TEXT UNDER STUDY START

[ 
https://issues.apache.org/jira/browse/SPARK-11422?page=com.atlassian.jira.plugin.system.issuetabpanels:all-tabpanel
 ]

Abbass Marouni updated SPARK-11422:
-----------------------------------
    Summary: Spark Streaming job which does a transformation involving a 
DStream and a RDD cannot be restarted from a checkpoint  (was: Restarting a 
Spark Streaming Job from a checkpoint fails)

> Spark Streaming job which does a transformation involving a DStream and a RDD 
> cannot be restarted from a checkpoint
> -------------------------------------------------------------------------------------------------------------------
>
>                 Key: SPARK-11422
>                 URL: https://issues.apache.org/jira/browse/SPARK-11422
>             Project: Spark
>          Issue Type: Bug
>    Affects Versions: 1.3.1, 1.4.1, 1.5.1
>            Reporter: Abbass Marouni
>
> A Spark Streaming job (with checkpointing enabled) that does a simple 
> transform operation on a JavaDStream by unioning it with a JavaRDD can be 
> executed correctly the first time : 
> {code}
> import java.util.Arrays;
> import java.util.List;
> import java.util.PriorityQueue;
> import java.util.Queue;
> import org.apache.spark.SparkConf;
> import org.apache.spark.api.java.JavaRDD;
> import org.apache.spark.api.java.function.Function;
> import org.apache.spark.streaming.Durations;
> import org.apache.spark.streaming.api.java.JavaDStream;
> import org.apache.spark.streaming.api.java.JavaStreamingContext;
> import org.apache.spark.streaming.api.java.JavaStreamingContextFactory;
> public class Driver2 {
>     public static final String CHKPTDIR = "/tmp/spark/checkPointDir";
>     public static void main(String[] args) {
>         JavaStreamingContextFactory factory = new 
> JavaStreamingContextFactory() {
>             @Override
>             public JavaStreamingContext create() {
>                 try {
>                     return createContext();
>                 } catch (Exception e) {
>                     // TODO Auto-generated catch block
>                     e.printStackTrace();
>                 }
>                 return null;
>             }
>         };
>         JavaStreamingContext jssc = 
> JavaStreamingContext.getOrCreate(CHKPTDIR, factory);
>         // Start our streaming context and wait for it to "finish"

TEXT UNDER STUDY END

According to the SPARK-11422 issue update, which Spark versions are affected?

INFORMATION PROVIDED START

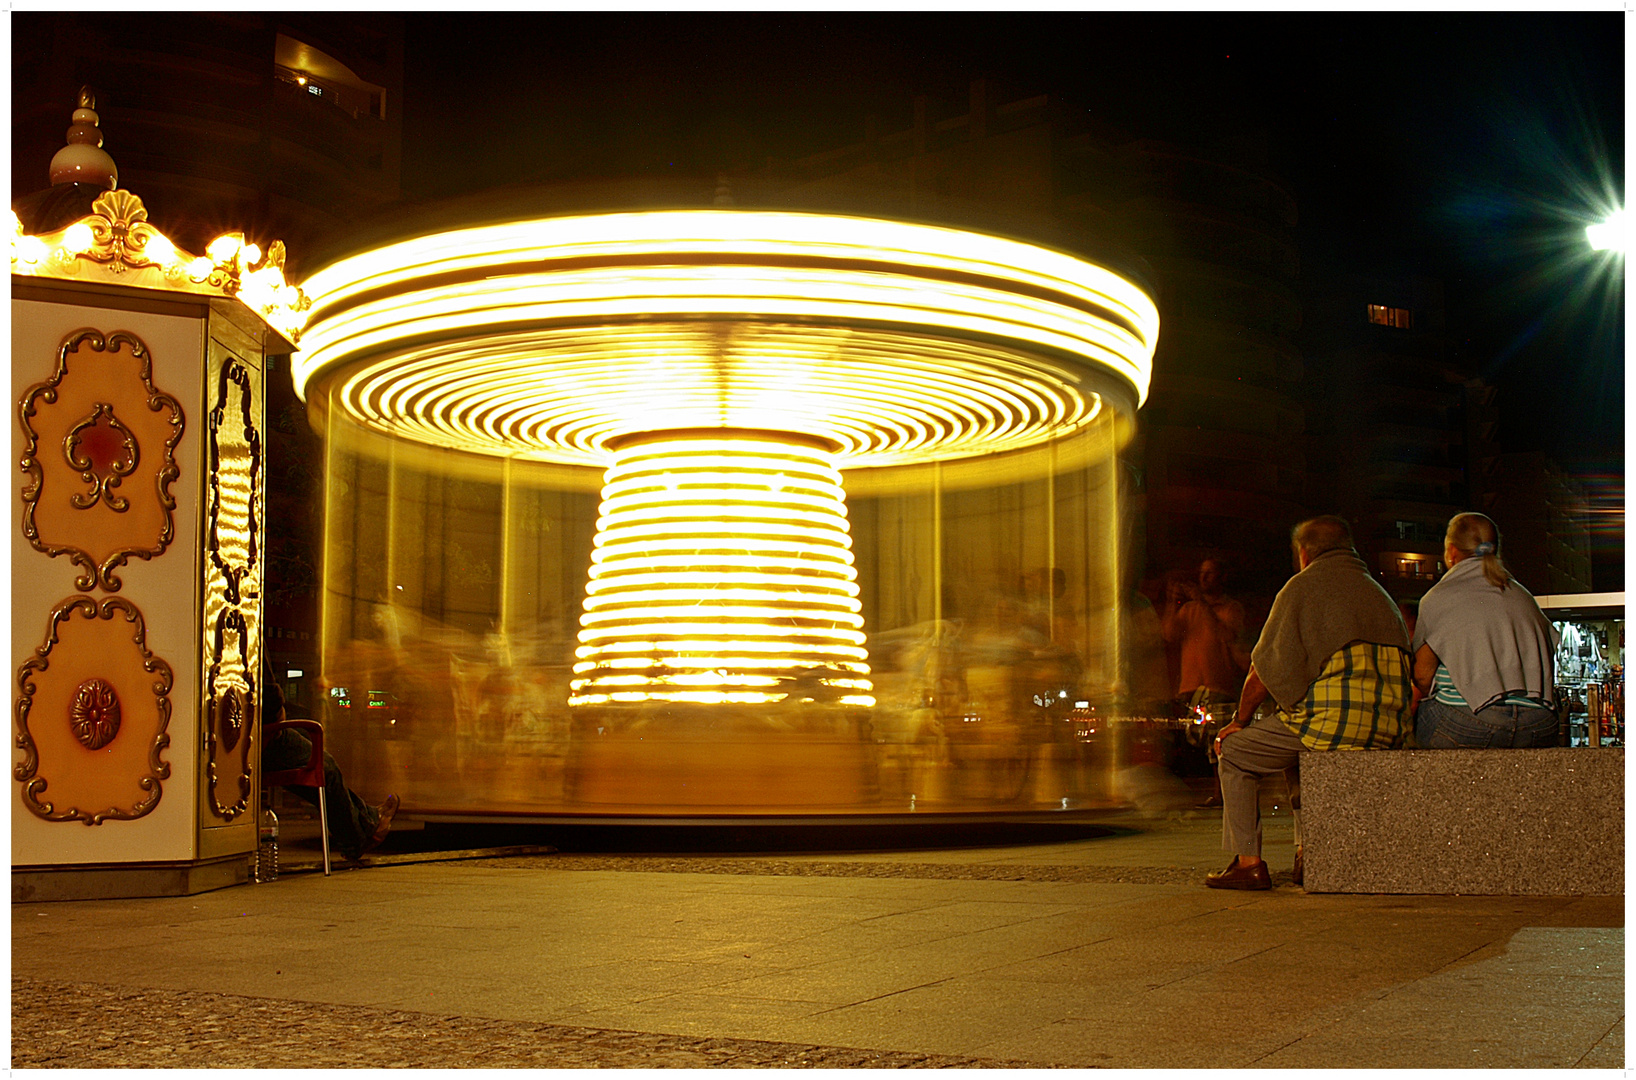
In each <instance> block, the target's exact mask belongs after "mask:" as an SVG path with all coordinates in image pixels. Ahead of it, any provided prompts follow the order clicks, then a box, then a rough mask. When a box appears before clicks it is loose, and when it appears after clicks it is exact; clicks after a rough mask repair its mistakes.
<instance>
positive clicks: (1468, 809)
mask: <svg viewBox="0 0 1636 1080" xmlns="http://www.w3.org/2000/svg"><path fill="white" fill-rule="evenodd" d="M1301 833H1302V844H1304V853H1306V889H1307V892H1384V893H1466V895H1549V897H1562V895H1623V893H1625V751H1623V749H1615V748H1602V749H1590V748H1569V746H1561V748H1556V746H1553V748H1544V749H1397V751H1391V749H1382V751H1335V753H1312V754H1302V756H1301Z"/></svg>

INFORMATION PROVIDED END

▶ ANSWER SECTION
Versions 1.3.1, 1.4.1, and 1.5.1.